Set problem 1:
Repeat everything in the column on Senator McCarthy and the Army from "The Army tradition" down to "of the averages.", with the wording unchanged.

Westbrook Pegler
Rome News-Tribune/March 5, 1954
On the topic of Senator McCarthy’s row with the Army administration under Secretary Stevens, I suggest, on the basis of background knowledge, that Stevens will gradually and painfully learn that he has been trying to defend a mess. Having committed himself, he is stuck as patron of conditions similar to those which the Roosevelt-Truman regime allowed to develop in State and other departments.
The Army tradition is noble, but there is no sense in an arbitrary attitude after the disclosures of treachery almost everywhere else. Naturally the enemy would go to the Army. And to the Navy, too. As for the Marine Corps, they had their red brigadier in the Pacific, and a good field soldier, too, though no better than most. He died of natural causes and he may have been the only red in the Corps but that seems doubtful in the face of the averages.

Set problem 2:
In the entries, take everything from the line containing "point: man walking" down to the last line of the entries, and write it out again with "headscarf" changed to "head wrap" and nothing else altered.

Supplied data:
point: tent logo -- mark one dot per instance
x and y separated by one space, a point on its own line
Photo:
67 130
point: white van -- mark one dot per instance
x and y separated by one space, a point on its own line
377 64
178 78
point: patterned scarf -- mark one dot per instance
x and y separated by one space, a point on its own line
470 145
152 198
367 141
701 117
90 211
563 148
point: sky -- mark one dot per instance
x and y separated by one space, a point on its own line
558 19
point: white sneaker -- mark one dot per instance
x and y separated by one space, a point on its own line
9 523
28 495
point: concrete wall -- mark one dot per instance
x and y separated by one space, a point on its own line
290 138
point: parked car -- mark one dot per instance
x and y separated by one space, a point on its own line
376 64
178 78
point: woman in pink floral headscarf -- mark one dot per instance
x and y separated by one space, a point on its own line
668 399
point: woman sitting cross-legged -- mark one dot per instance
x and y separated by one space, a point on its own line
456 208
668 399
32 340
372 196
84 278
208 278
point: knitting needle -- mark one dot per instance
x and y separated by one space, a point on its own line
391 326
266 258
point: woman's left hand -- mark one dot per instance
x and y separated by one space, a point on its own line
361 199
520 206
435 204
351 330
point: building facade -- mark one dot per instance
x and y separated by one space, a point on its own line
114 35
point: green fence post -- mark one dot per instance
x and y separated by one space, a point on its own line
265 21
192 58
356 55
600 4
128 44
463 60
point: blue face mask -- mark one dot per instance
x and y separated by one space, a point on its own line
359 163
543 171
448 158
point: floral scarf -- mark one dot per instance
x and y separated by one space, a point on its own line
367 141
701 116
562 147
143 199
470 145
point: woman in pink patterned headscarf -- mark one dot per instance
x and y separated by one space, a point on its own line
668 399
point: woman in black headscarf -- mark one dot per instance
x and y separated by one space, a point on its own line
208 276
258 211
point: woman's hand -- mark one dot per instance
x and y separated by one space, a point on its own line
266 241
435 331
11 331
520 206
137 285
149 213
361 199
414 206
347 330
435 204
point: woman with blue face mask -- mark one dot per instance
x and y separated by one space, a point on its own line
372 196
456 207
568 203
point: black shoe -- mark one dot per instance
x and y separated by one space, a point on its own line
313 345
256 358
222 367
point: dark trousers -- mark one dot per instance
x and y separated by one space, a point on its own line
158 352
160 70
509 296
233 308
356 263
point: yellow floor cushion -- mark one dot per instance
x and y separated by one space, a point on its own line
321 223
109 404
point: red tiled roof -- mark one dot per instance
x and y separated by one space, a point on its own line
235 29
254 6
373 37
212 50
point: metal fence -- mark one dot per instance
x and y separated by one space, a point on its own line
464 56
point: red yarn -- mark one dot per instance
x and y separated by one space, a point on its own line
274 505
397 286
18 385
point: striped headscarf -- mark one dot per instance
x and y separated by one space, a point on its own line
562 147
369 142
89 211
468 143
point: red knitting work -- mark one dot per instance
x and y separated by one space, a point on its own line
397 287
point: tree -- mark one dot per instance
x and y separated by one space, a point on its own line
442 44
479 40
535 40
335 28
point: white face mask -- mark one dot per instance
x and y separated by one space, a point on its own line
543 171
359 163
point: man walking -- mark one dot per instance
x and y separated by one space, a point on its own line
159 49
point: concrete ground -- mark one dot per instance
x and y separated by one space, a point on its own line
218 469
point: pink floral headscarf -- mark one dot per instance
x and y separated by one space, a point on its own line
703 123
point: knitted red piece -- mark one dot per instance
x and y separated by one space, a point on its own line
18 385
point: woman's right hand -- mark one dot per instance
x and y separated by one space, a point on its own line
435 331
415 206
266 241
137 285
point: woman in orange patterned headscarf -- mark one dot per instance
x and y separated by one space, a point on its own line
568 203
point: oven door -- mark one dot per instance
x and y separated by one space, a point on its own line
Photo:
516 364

Task result 1:
The Army tradition is noble, but there is no sense in an arbitrary attitude after the disclosures of treachery almost everywhere else. Naturally the enemy would go to the Army. And to the Navy, too. As for the Marine Corps, they had their red brigadier in the Pacific, and a good field soldier, too, though no better than most. He died of natural causes and he may have been the only red in the Corps but that seems doubtful in the face of the averages.

Task result 2:
point: man walking -- mark one dot per instance
x and y separated by one space, a point on its own line
159 49
point: concrete ground -- mark one dot per instance
x and y separated by one space, a point on its own line
218 469
point: pink floral head wrap -- mark one dot per instance
x and y separated by one space, a point on its own line
703 123
point: knitted red piece -- mark one dot per instance
x and y separated by one space, a point on its own line
18 385
point: woman's right hand -- mark one dot per instance
x and y separated by one space, a point on its own line
435 331
415 206
266 241
137 285
point: woman in orange patterned head wrap -- mark one dot per instance
x and y separated by one space, a point on its own line
568 203
point: oven door -- mark one dot per instance
x and y separated by one space, a point on its own line
Photo:
516 364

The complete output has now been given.